TASKS TO PERFORM:
1. Decide whether each statement below agrees with the passage on Public Service Grievance Board procedure. Answer yes or no for each, quoting the words from the passage that settle it.
(a) The Board may screen a complaint for jurisdiction only when a party asks it to.
(b) A case management meeting may take place by telephone or video conference.
(c) Holding a case management meeting rules out a pre-hearing conference at a later date.
2. Using the passage on Public Service Grievance Board procedure, answer each question in a few words:
(a) When the Board deems it necessary, for the receipt of what may it set a date?
(b) Before what must a case management meeting in any event take place?
(c) Under which section of the Board's Rules is a pre-hearing conference scheduled?
3. Write the next part of the passage on Public Service Grievance Board procedure, beginning after its final sentence.

DOCUMENT SECTION:
Upon receipt of a complaint the Public Service Grievance Board (the Board) may on its own volition or on the request of a party screen a complaint for jurisdiction before listing the complaint for hearing. The Board may dismiss the complaint without a hearing or consultation when it appears on the face of the complaint that the Board is without jurisdiction to hear the complaint because the complainant is not a public servant under the jurisdiction of a Deputy Minister (see Rampersad and WCB, 1993 CanLII3345; Pelissero and GO Transit, P006/87; Wells/Larson and the LCBO, 1995CanLII4584); or the Board is without jurisdiction to grant a remedy (see Laird et al, P0144/95; Blakney et al, Armstrong et al, 2000CanLII20364; and Easto et al, 2000CanLII20365), even if all the facts stated in the complaint are assumed to be true.
However, when the Board deems it necessary, the Board may request and set a date for receipt of further particulars, information or submissions regarding the complaint.
The Board may direct the parties to participate in a case management meeting by telephone or video conference. This meeting will normally be arranged in consultation with the parties, promptly after the appointment of the member of the Board assigned the complaint, and in any event before the first mediation, med-arb or arbitration date is scheduled.
Such a case management meeting does not preclude a pre-hearing conference pursuant to Section 10 of the Board's Rules being scheduled at a later date.

Excerpts of location labeling data
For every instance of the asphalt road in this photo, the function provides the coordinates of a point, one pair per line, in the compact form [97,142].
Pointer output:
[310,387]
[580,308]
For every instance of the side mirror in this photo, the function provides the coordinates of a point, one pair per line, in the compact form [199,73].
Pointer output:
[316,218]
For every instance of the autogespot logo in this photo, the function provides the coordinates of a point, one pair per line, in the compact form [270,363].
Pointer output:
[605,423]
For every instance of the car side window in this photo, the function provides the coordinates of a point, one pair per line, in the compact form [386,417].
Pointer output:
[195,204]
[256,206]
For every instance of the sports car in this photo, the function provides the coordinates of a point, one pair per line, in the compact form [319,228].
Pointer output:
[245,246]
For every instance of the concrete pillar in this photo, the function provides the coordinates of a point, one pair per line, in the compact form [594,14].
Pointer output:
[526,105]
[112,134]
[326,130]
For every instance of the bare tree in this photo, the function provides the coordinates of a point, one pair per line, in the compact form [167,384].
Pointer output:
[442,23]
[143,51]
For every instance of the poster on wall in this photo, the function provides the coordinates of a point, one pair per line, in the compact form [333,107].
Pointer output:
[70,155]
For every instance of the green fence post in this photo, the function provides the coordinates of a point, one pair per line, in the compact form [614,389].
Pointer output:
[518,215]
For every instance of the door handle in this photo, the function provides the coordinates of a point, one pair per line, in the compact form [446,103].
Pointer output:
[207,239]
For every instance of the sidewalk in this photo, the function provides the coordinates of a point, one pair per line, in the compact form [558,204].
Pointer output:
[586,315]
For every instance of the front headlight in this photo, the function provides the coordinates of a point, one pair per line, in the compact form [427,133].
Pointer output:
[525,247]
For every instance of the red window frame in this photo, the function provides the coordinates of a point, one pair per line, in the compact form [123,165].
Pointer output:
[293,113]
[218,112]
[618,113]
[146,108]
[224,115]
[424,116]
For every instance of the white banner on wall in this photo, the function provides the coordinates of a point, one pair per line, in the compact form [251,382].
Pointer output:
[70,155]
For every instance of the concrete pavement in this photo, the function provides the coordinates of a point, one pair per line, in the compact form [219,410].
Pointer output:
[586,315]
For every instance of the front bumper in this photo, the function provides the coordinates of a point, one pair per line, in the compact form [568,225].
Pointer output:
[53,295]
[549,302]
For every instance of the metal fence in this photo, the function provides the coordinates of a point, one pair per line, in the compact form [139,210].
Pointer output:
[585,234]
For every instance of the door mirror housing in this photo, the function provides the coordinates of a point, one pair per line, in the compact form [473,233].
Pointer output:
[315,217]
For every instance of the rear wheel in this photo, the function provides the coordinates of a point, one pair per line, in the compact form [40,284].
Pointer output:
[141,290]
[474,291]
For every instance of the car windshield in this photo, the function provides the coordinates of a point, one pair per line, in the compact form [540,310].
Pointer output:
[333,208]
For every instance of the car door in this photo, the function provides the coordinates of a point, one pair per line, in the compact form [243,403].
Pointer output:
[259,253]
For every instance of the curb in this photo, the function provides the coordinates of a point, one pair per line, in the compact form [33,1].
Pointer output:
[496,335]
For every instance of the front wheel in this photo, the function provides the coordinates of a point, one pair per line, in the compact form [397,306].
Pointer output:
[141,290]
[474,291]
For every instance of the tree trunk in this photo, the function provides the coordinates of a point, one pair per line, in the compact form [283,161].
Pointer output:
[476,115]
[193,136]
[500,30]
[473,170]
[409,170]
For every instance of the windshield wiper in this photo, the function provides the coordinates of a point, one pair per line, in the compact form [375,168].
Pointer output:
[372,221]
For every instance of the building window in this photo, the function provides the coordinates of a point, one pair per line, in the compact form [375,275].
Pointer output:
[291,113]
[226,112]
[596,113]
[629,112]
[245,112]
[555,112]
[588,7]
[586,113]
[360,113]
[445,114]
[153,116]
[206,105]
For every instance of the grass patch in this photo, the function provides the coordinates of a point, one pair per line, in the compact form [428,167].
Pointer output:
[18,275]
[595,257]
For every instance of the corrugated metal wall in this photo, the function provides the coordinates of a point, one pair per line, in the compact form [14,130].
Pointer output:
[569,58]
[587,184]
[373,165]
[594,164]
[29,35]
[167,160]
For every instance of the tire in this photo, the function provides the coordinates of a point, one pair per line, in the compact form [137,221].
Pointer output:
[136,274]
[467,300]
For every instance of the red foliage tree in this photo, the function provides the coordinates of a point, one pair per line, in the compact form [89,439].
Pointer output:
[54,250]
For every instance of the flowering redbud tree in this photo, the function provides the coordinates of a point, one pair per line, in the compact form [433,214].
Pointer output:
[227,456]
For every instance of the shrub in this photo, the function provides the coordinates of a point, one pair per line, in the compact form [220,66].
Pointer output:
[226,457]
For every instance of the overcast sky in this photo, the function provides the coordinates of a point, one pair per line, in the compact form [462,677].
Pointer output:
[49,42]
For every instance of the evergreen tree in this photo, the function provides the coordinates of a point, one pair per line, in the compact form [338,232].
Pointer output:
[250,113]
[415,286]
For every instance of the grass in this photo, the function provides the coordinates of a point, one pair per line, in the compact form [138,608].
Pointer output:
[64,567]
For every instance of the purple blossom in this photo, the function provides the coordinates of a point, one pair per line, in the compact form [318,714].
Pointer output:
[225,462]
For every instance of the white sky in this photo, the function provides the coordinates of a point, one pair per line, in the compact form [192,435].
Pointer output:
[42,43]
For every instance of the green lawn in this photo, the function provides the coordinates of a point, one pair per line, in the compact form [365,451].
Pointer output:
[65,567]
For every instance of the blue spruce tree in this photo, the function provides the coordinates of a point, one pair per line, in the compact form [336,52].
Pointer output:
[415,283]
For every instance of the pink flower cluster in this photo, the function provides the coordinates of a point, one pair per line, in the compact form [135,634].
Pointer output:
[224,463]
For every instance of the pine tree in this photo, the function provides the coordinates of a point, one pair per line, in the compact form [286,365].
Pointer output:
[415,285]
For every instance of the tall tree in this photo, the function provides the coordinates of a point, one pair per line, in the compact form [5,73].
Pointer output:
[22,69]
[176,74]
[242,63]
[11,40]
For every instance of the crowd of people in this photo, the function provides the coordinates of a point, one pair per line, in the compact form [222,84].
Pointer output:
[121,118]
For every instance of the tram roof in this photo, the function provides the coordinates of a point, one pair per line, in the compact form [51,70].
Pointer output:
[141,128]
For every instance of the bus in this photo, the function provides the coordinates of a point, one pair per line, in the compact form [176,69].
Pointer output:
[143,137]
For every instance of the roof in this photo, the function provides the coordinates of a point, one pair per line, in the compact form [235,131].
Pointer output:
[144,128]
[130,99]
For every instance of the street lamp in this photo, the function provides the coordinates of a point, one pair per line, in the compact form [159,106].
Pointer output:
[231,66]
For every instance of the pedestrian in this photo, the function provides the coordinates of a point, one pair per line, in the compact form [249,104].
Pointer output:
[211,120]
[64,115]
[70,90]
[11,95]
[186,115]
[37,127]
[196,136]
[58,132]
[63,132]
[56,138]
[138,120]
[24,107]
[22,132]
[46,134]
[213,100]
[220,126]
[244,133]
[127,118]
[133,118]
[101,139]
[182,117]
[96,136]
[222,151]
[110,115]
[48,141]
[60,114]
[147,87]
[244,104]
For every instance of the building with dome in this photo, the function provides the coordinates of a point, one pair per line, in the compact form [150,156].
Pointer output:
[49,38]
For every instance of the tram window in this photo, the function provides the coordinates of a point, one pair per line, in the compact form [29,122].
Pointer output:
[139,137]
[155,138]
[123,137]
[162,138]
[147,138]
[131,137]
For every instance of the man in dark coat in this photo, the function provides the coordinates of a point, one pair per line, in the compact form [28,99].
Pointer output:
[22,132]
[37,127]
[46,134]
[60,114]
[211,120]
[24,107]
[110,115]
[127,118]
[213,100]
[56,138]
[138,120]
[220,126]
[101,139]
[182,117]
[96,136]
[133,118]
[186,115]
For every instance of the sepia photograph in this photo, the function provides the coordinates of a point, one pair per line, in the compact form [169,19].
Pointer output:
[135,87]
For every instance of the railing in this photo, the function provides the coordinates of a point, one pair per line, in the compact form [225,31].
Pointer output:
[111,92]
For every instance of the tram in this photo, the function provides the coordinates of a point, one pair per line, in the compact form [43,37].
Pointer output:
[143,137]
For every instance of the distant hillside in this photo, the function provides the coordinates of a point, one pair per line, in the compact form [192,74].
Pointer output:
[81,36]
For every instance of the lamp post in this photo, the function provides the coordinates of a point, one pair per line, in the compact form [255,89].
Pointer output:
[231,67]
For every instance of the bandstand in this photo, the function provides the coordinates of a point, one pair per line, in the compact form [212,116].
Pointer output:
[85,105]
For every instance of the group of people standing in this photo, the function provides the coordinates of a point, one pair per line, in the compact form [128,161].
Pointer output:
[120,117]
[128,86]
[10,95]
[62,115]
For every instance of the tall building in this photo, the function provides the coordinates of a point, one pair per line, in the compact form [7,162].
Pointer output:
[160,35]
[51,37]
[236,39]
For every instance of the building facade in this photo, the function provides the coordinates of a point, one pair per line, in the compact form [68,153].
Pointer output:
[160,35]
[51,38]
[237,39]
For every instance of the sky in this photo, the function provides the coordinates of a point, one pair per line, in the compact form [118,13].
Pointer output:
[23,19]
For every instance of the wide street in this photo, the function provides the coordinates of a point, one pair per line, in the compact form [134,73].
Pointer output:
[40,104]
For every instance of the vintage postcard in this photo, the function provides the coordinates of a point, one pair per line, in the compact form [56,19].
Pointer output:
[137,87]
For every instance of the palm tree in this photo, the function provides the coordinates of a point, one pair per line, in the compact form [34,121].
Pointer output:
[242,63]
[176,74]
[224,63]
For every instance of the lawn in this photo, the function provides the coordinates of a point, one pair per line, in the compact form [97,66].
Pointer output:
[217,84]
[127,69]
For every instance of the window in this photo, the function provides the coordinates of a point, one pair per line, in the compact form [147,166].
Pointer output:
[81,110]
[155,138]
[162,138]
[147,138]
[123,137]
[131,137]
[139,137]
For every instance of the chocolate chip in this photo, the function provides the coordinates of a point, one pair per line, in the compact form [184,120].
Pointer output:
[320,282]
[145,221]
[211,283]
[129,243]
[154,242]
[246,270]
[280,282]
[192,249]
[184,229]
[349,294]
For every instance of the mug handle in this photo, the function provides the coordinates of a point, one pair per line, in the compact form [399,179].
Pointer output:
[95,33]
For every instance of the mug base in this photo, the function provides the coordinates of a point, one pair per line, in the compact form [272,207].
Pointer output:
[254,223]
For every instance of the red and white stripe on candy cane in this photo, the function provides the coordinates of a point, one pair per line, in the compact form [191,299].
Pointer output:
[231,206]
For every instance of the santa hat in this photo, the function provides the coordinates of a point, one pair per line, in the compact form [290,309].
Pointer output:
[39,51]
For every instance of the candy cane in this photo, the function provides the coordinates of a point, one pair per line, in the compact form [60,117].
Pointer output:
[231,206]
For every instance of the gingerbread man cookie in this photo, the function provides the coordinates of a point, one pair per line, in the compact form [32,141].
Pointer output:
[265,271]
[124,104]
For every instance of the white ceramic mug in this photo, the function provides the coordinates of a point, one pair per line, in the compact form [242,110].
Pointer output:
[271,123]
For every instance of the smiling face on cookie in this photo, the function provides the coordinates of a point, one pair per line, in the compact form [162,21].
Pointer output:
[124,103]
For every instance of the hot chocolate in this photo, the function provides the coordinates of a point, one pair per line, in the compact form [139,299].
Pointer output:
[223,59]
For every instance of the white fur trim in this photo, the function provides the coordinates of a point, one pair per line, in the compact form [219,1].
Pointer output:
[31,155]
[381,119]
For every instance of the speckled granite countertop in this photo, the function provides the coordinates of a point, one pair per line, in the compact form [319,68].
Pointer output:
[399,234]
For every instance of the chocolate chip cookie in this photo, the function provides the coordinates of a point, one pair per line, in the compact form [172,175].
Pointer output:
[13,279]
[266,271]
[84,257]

RESULTS IN ORDER:
1.
(a) No: "may on its own volition or on the request of a party screen a complaint for jurisdiction"
(b) Yes: "participate in a case management meeting by telephone or video conference"
(c) No: "does not preclude a pre-hearing conference pursuant to Section 10 of the Board's Rules being scheduled at a later date"

2.
(a) Further particulars, information or submissions regarding the complaint
(b) Before the first mediation, med-arb or arbitration date is scheduled
(c) Section 10

3.
In order to make better use of public resources, the Board provides to the parties an opportunity to mediate their differences prior to a formal hearing of the matter. The Board's mediation process is designed to assist the parties in reaching a settlement without the expense and delay arising from a full adjudicative hearing.
Where the Board schedules a mediation after receiving a Complaint, in order to facilitate that mediation the Board may request the parties to deliver to the Board and to the other parties, prior to the mediation:
When documents are filed with the Board, they are shared with the other party to the complaint in the normal course. Parties who wish to present documents as part of the evidence to support their case should bring copies to the hearing for the Board and the opposing party.
In order to be admitted into evidence, the document must be relevant to the issues the Board is deciding. If the other party objects to the presentation of a document as irrelevant or as disclosing information that should be kept confidential, the Board will decide whether the information should be entered into evidence after hearing submissions from the parties.
Whether confidential or not, information and documents presented in evidence must not be used by the parties or their representatives for any purposes other than the resolution of the complaint before the Board. This is sometimes referred to as the implied undertaking rule.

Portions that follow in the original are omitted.